▶ [WHAT YOU NEED TO DO]:
Please locate every line in the records that contains the word "item" and copy each one.

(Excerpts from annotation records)

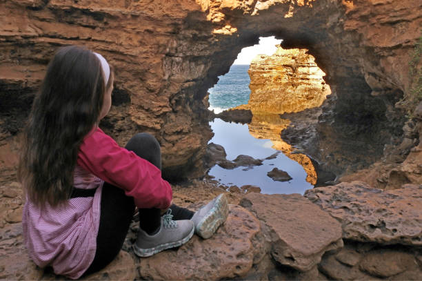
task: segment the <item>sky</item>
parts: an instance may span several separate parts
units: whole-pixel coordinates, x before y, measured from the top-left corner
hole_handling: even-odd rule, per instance
[[[277,50],[275,45],[281,43],[281,39],[276,39],[274,36],[260,37],[259,43],[250,47],[243,48],[237,55],[233,64],[250,64],[257,55],[265,54],[271,55]]]

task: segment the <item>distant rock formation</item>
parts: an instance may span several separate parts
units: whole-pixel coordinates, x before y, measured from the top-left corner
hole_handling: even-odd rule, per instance
[[[271,55],[259,55],[248,70],[250,96],[247,105],[253,114],[284,113],[320,106],[330,86],[315,58],[305,49],[285,50],[277,45]]]

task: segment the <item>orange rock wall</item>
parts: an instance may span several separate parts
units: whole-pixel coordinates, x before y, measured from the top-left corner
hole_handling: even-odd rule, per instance
[[[325,74],[307,52],[279,46],[271,56],[255,57],[248,70],[250,96],[245,107],[265,114],[321,106],[331,90],[323,79]]]
[[[101,126],[121,144],[135,132],[154,134],[165,173],[197,176],[211,136],[202,99],[242,48],[275,35],[283,47],[308,49],[337,97],[332,109],[339,116],[372,110],[368,104],[394,110],[409,91],[408,61],[420,36],[421,6],[416,0],[0,1],[0,145],[19,134],[54,51],[84,45],[116,69],[114,106]]]

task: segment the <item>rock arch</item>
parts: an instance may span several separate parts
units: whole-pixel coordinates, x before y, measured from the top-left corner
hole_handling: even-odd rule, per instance
[[[16,110],[22,103],[14,101],[35,90],[52,52],[83,44],[116,68],[123,101],[105,120],[108,132],[121,143],[136,131],[152,133],[162,145],[167,175],[201,175],[211,135],[206,91],[242,48],[269,35],[316,57],[336,96],[325,109],[328,119],[381,120],[384,128],[387,114],[390,126],[400,131],[393,104],[410,87],[407,61],[422,21],[416,2],[1,1],[0,90],[2,100],[12,104],[2,108],[1,142],[16,133],[5,125],[10,116],[25,116]]]

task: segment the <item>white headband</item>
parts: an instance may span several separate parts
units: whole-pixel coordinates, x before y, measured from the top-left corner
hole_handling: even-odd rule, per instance
[[[108,63],[107,62],[106,59],[104,59],[104,57],[97,52],[93,52],[94,55],[95,55],[97,57],[98,57],[98,59],[100,60],[100,62],[101,63],[101,68],[103,68],[103,72],[104,72],[105,75],[104,81],[106,82],[106,86],[107,86],[107,83],[108,83],[108,78],[110,78],[110,66],[108,65]]]

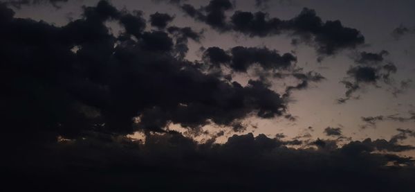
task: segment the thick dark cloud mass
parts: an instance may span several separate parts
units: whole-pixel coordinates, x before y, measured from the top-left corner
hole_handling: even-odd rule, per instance
[[[234,135],[222,145],[198,144],[176,132],[148,135],[144,143],[102,134],[60,142],[47,155],[42,150],[16,152],[20,158],[3,173],[9,175],[6,185],[24,183],[14,185],[16,189],[63,186],[64,191],[105,191],[414,189],[412,159],[375,152],[399,146],[369,139],[342,148],[320,139],[315,145],[318,148],[295,150],[279,139],[252,134]],[[26,166],[28,159],[33,166]]]
[[[163,131],[170,122],[230,125],[252,114],[272,118],[284,112],[285,101],[261,82],[243,87],[223,81],[174,57],[184,39],[200,38],[190,28],[169,28],[174,43],[165,32],[144,31],[140,14],[120,12],[107,1],[84,8],[83,18],[62,27],[13,18],[1,6],[1,78],[8,82],[1,105],[8,132]],[[110,35],[107,20],[119,21],[125,33]]]
[[[170,16],[166,13],[156,12],[150,15],[150,22],[151,26],[158,28],[165,28],[168,23],[173,21],[174,17]]]
[[[220,31],[261,37],[288,33],[323,55],[364,41],[357,30],[338,21],[323,22],[308,9],[286,21],[237,11],[228,19],[226,12],[234,7],[230,1],[212,0],[199,9],[182,1],[168,1]],[[362,141],[351,141],[336,128],[324,130],[329,139],[311,139],[311,127],[292,139],[283,134],[243,134],[248,117],[295,123],[297,116],[287,112],[290,91],[325,79],[303,71],[292,53],[212,46],[203,50],[201,60],[191,62],[185,59],[187,43],[200,42],[205,34],[169,24],[172,16],[151,15],[156,30],[146,30],[146,13],[100,1],[82,7],[80,19],[57,26],[17,18],[10,6],[0,3],[0,168],[5,189],[415,191],[414,159],[396,155],[415,150],[404,144],[415,137],[412,129],[397,129],[389,140]],[[111,22],[120,25],[120,34],[111,33]],[[360,85],[387,81],[396,71],[385,55],[360,55],[344,82],[353,90],[349,95]],[[229,76],[250,68],[259,78],[247,80],[246,85]],[[296,82],[282,82],[285,94],[271,89],[267,78],[286,77]],[[385,119],[409,121],[415,114],[362,118],[372,124]],[[176,125],[185,132],[172,130]],[[207,125],[214,126],[203,127]],[[198,140],[188,132],[206,137]],[[234,132],[240,135],[216,143]],[[133,133],[144,135],[142,141],[130,138]]]
[[[338,20],[324,22],[311,9],[304,8],[299,15],[289,20],[269,18],[263,12],[237,10],[228,21],[224,11],[231,8],[228,1],[211,1],[200,10],[190,4],[182,6],[188,15],[219,31],[234,30],[251,37],[284,33],[297,37],[293,41],[296,43],[302,42],[314,46],[323,56],[335,54],[344,49],[354,49],[365,43],[365,37],[359,30],[344,27]]]

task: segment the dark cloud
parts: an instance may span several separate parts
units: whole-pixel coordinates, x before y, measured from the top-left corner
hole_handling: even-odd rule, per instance
[[[409,112],[409,115],[408,116],[401,116],[399,114],[392,114],[392,115],[379,115],[376,116],[362,116],[362,121],[365,123],[369,124],[367,125],[376,127],[376,123],[378,121],[399,121],[399,122],[407,122],[407,121],[415,121],[415,113],[412,112]],[[364,125],[363,128],[367,127],[367,125]]]
[[[409,28],[403,25],[400,25],[394,29],[391,33],[392,37],[394,37],[394,38],[395,38],[396,40],[398,40],[403,36],[408,34],[415,34],[415,28]]]
[[[174,17],[170,16],[166,13],[160,13],[158,12],[150,15],[150,22],[152,26],[159,29],[165,28],[169,22],[173,21]]]
[[[174,132],[149,134],[143,143],[100,135],[61,141],[48,152],[17,152],[20,158],[8,162],[3,173],[8,176],[6,184],[17,190],[414,189],[413,159],[376,152],[389,149],[386,141],[368,139],[341,148],[328,140],[315,143],[319,148],[293,149],[278,139],[250,133],[234,135],[224,144],[197,143]],[[27,166],[28,159],[33,166]]]
[[[229,0],[211,0],[206,6],[196,9],[190,4],[184,4],[182,10],[189,16],[198,21],[205,22],[212,28],[221,31],[228,30],[225,11],[231,10],[233,5]]]
[[[186,1],[187,0],[153,0],[157,3],[165,1],[172,4],[180,4],[183,1]]]
[[[376,64],[383,62],[383,56],[389,55],[389,52],[385,50],[382,50],[378,53],[362,51],[359,53],[359,55],[356,58],[355,61],[359,64]]]
[[[379,53],[365,51],[360,53],[358,58],[355,58],[357,64],[351,66],[347,72],[349,77],[340,81],[347,91],[345,93],[346,98],[338,99],[338,103],[344,103],[352,98],[353,94],[363,86],[372,85],[380,87],[378,84],[380,82],[391,86],[392,94],[395,96],[399,90],[405,89],[405,88],[400,89],[394,83],[391,75],[396,73],[398,68],[393,62],[385,61],[383,56],[387,54],[388,52],[385,50]],[[358,98],[359,96],[355,97]]]
[[[289,20],[269,18],[268,14],[263,12],[252,13],[237,10],[228,24],[224,10],[231,8],[232,4],[228,1],[211,1],[208,6],[200,10],[189,4],[182,6],[188,15],[219,31],[233,30],[251,37],[284,33],[298,37],[297,42],[301,41],[312,44],[322,56],[333,55],[345,49],[354,49],[365,43],[365,37],[359,30],[344,27],[338,20],[324,22],[311,9],[304,8],[299,15]]]
[[[50,3],[56,8],[60,8],[60,4],[66,3],[69,0],[8,0],[6,2],[12,6],[21,8],[22,6],[30,6],[34,4]]]
[[[342,129],[340,128],[331,128],[327,127],[324,129],[324,133],[327,136],[341,136]]]
[[[203,58],[215,66],[223,64],[240,72],[246,72],[255,64],[264,70],[288,69],[297,61],[291,53],[280,55],[266,47],[235,46],[228,52],[219,47],[210,47],[203,53]]]
[[[163,132],[170,123],[230,126],[248,115],[284,113],[286,101],[261,82],[243,87],[223,81],[176,57],[176,46],[187,42],[144,31],[139,12],[120,12],[102,1],[62,27],[13,18],[3,4],[1,12],[1,79],[8,82],[2,116],[8,133],[71,137],[91,130]],[[111,35],[107,20],[118,21],[125,33]],[[190,28],[169,32],[200,38]]]
[[[380,78],[378,75],[378,69],[370,67],[352,67],[347,71],[347,74],[358,82],[374,83]]]
[[[177,58],[183,59],[189,51],[187,47],[188,39],[191,39],[196,42],[200,42],[201,39],[203,37],[203,31],[196,32],[190,27],[176,27],[171,26],[167,28],[169,33],[176,37],[175,52]]]

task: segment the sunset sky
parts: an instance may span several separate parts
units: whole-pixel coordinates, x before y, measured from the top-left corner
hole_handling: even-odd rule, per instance
[[[0,1],[10,183],[415,191],[414,10],[409,0]]]

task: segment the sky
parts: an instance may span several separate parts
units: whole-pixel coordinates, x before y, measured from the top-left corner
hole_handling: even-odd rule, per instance
[[[0,2],[11,184],[414,189],[413,1]]]

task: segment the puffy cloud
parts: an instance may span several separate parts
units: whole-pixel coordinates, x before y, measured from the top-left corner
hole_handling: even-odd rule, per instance
[[[228,52],[219,47],[210,47],[204,51],[203,58],[215,66],[223,64],[241,72],[246,72],[255,64],[264,70],[288,69],[297,61],[297,58],[291,53],[280,55],[276,50],[266,47],[235,46]]]
[[[227,22],[225,11],[232,7],[228,1],[214,0],[199,10],[189,4],[183,5],[182,9],[190,17],[221,32],[233,30],[259,37],[290,34],[298,37],[295,41],[297,43],[314,46],[322,56],[333,55],[345,49],[355,49],[365,43],[365,37],[359,30],[343,26],[338,20],[324,22],[311,9],[304,8],[299,15],[288,20],[269,18],[263,12],[237,10]]]
[[[221,80],[176,55],[178,44],[200,39],[190,28],[169,28],[174,42],[164,31],[145,31],[139,12],[121,12],[105,1],[84,8],[82,18],[62,27],[13,18],[12,10],[4,4],[1,8],[1,80],[8,82],[2,118],[8,133],[50,132],[52,138],[91,130],[163,132],[170,123],[230,127],[252,114],[284,114],[286,101],[263,82],[243,87]],[[125,32],[111,35],[108,20],[118,21]]]
[[[407,26],[405,26],[403,25],[400,25],[398,27],[394,29],[391,35],[395,40],[398,40],[403,36],[405,36],[408,34],[415,34],[415,28],[409,28]]]
[[[324,133],[327,136],[341,136],[342,135],[342,129],[340,128],[328,127],[324,129]]]
[[[383,61],[383,56],[389,55],[389,52],[382,50],[378,53],[362,51],[360,53],[358,57],[355,60],[359,64],[376,64]]]
[[[294,149],[279,139],[250,133],[234,135],[223,144],[197,143],[171,132],[148,134],[142,143],[101,134],[62,141],[47,152],[17,153],[20,158],[8,162],[3,173],[10,175],[6,184],[25,184],[14,185],[16,189],[414,189],[413,159],[376,152],[389,149],[386,141],[352,141],[341,148],[331,141],[315,143],[317,149]],[[27,166],[28,159],[34,166]]]
[[[173,21],[174,17],[170,16],[166,13],[160,13],[158,12],[150,15],[150,22],[152,26],[160,29],[165,28],[169,22]]]

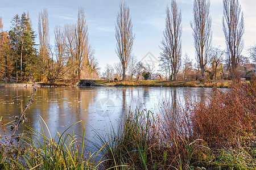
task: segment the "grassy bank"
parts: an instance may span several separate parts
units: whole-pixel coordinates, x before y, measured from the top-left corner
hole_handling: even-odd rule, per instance
[[[95,153],[85,151],[84,128],[52,137],[40,118],[42,132],[26,126],[12,137],[13,122],[1,120],[0,169],[255,169],[256,82],[232,87],[184,106],[127,113],[117,130],[95,132]]]
[[[96,80],[97,86],[150,86],[150,87],[213,87],[228,88],[232,81],[230,80],[138,80],[117,81]]]
[[[215,90],[204,102],[158,114],[129,113],[119,130],[100,137],[105,165],[116,169],[255,169],[256,86]]]

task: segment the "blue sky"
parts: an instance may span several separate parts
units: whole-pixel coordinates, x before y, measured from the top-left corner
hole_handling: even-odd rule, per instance
[[[256,1],[240,0],[244,13],[245,32],[243,36],[245,49],[243,54],[247,55],[246,49],[256,42]],[[159,56],[159,48],[164,29],[166,8],[171,1],[127,0],[133,33],[135,35],[133,53],[138,60],[150,52],[155,57]],[[193,39],[190,22],[193,20],[193,0],[177,0],[182,14],[182,54],[188,53],[195,61]],[[50,41],[54,42],[53,31],[56,26],[75,23],[77,20],[79,7],[83,7],[89,28],[90,43],[94,48],[95,56],[100,66],[104,70],[106,63],[119,62],[115,52],[116,40],[114,28],[116,16],[119,11],[119,0],[66,1],[66,0],[0,0],[0,16],[2,18],[4,31],[10,29],[14,16],[29,11],[32,28],[38,34],[39,13],[47,8],[49,14]],[[222,1],[212,0],[210,8],[212,18],[213,45],[225,48],[222,31]],[[36,39],[38,42],[38,39]]]

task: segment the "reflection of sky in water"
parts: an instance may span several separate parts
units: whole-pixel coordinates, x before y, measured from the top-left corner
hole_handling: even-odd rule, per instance
[[[32,91],[27,88],[0,88],[0,116],[3,116],[6,123],[20,114]],[[160,87],[39,88],[35,101],[26,112],[29,119],[27,124],[40,131],[38,121],[40,116],[54,136],[55,128],[61,133],[73,124],[82,120],[86,137],[90,140],[95,138],[93,129],[105,134],[108,129],[115,126],[123,118],[125,114],[122,113],[129,109],[133,111],[138,107],[157,112],[158,104],[162,101],[184,103],[187,97],[203,100],[205,93],[210,91],[210,89],[205,88]],[[80,123],[68,132],[82,135],[82,128]]]

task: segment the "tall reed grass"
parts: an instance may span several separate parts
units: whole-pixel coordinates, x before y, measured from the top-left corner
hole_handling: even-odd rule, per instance
[[[25,126],[27,130],[20,135],[20,139],[8,147],[7,135],[5,143],[1,143],[0,169],[101,169],[103,162],[96,160],[104,144],[95,153],[86,153],[85,150],[85,128],[81,136],[67,131],[56,131],[51,134],[47,125],[40,117],[42,132]],[[45,127],[45,128],[43,128]],[[4,128],[2,124],[2,128]],[[6,131],[4,129],[1,131]],[[1,136],[2,137],[2,136]]]

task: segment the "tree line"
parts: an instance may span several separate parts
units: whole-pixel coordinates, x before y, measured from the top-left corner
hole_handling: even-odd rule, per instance
[[[243,14],[238,0],[223,0],[222,26],[225,35],[226,49],[222,50],[220,48],[213,47],[212,44],[212,18],[210,15],[210,0],[194,0],[193,1],[193,20],[191,22],[192,36],[194,39],[195,49],[196,65],[193,66],[188,55],[183,60],[182,72],[183,78],[186,78],[187,73],[192,70],[200,73],[200,78],[205,79],[205,72],[207,71],[213,78],[217,79],[217,70],[222,70],[224,74],[223,63],[226,65],[226,77],[236,79],[239,78],[238,67],[242,62],[245,57],[241,55],[243,48],[242,36],[244,33]],[[144,75],[147,74],[151,75],[155,68],[154,63],[147,63],[146,66],[138,63],[138,65],[131,63],[131,51],[134,39],[133,34],[133,25],[130,16],[130,9],[125,2],[120,3],[120,10],[117,17],[115,26],[115,37],[117,39],[116,53],[120,59],[120,64],[115,64],[116,75],[122,74],[122,79],[125,78],[126,69],[128,68],[129,76],[133,76],[131,69],[139,65],[144,71]],[[176,0],[172,0],[171,6],[166,7],[166,28],[163,32],[163,39],[161,42],[160,48],[162,52],[159,57],[161,64],[159,65],[160,72],[165,74],[166,78],[170,80],[177,79],[177,74],[181,66],[181,12],[179,10]],[[249,51],[253,60],[255,61],[255,48],[251,47]],[[225,56],[226,58],[224,58]],[[245,58],[246,59],[246,58]],[[130,63],[130,65],[129,65]],[[208,65],[212,65],[212,71],[207,70]],[[143,63],[142,63],[143,64]],[[220,68],[220,67],[221,68]],[[133,69],[131,69],[131,70]],[[138,68],[135,70],[139,71]],[[107,65],[104,75],[113,72],[113,68]],[[138,73],[142,74],[141,71]],[[196,74],[196,73],[195,73]],[[113,75],[113,74],[112,74]],[[240,73],[241,74],[241,73]],[[197,78],[199,75],[197,75]],[[224,77],[224,75],[222,75]],[[139,77],[139,75],[137,75]],[[147,76],[146,76],[147,77]],[[144,76],[145,79],[146,77]]]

▶ [RESULT OF THE EXERCISE]:
task: segment the <item>sky</item>
task: segment the <item>distant rock formation</item>
task: segment the <item>orange rock wall</item>
task: segment the <item>rock arch</item>
task: segment the <item>white headband</item>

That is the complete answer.